* **AUFGABENDETAILS**: Entnimm den Abschnitt von der Zeile mit „Please indicate the utility“ bis zum Ende der Einträge, beide Grenzen eingeschlossen. Gib diese Zeilen unverändert wieder.

# # # #

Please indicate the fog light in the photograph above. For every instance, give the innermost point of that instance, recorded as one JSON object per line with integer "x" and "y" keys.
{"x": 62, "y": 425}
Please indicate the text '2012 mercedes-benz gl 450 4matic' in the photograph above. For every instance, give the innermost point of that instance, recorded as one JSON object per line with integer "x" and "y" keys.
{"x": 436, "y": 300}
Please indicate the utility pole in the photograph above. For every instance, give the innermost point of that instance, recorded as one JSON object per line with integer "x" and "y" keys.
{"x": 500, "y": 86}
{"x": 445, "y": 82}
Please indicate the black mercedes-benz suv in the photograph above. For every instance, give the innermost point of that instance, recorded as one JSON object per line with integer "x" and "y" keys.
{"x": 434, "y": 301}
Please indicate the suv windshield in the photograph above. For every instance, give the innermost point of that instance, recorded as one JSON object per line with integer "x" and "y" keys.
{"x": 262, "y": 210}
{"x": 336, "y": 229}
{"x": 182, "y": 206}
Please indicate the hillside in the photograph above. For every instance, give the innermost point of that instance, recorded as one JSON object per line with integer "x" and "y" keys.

# # # #

* **LÖSUNG**:
Please indicate the utility pole in the photograph above. For every instance, give the innermost point of that instance, recorded as one JSON object per line with integer "x" and "y" keys.
{"x": 500, "y": 86}
{"x": 445, "y": 82}
Please indicate the black mercedes-benz suv in the photograph above. For every instance, give the innermost point of that instance, recorded as one JSON object per line with integer "x" and "y" keys.
{"x": 434, "y": 301}
Please indicate the suv windshield in the photograph above. For every instance, give the innermost point of that instance, recorded as one JSON object per line with integer "x" and "y" keys.
{"x": 262, "y": 210}
{"x": 336, "y": 229}
{"x": 182, "y": 206}
Please indicate the hillside in the photograph above. For every instance, give the innermost point of that instance, recorded as one JSON object per line with integer "x" and "y" keys.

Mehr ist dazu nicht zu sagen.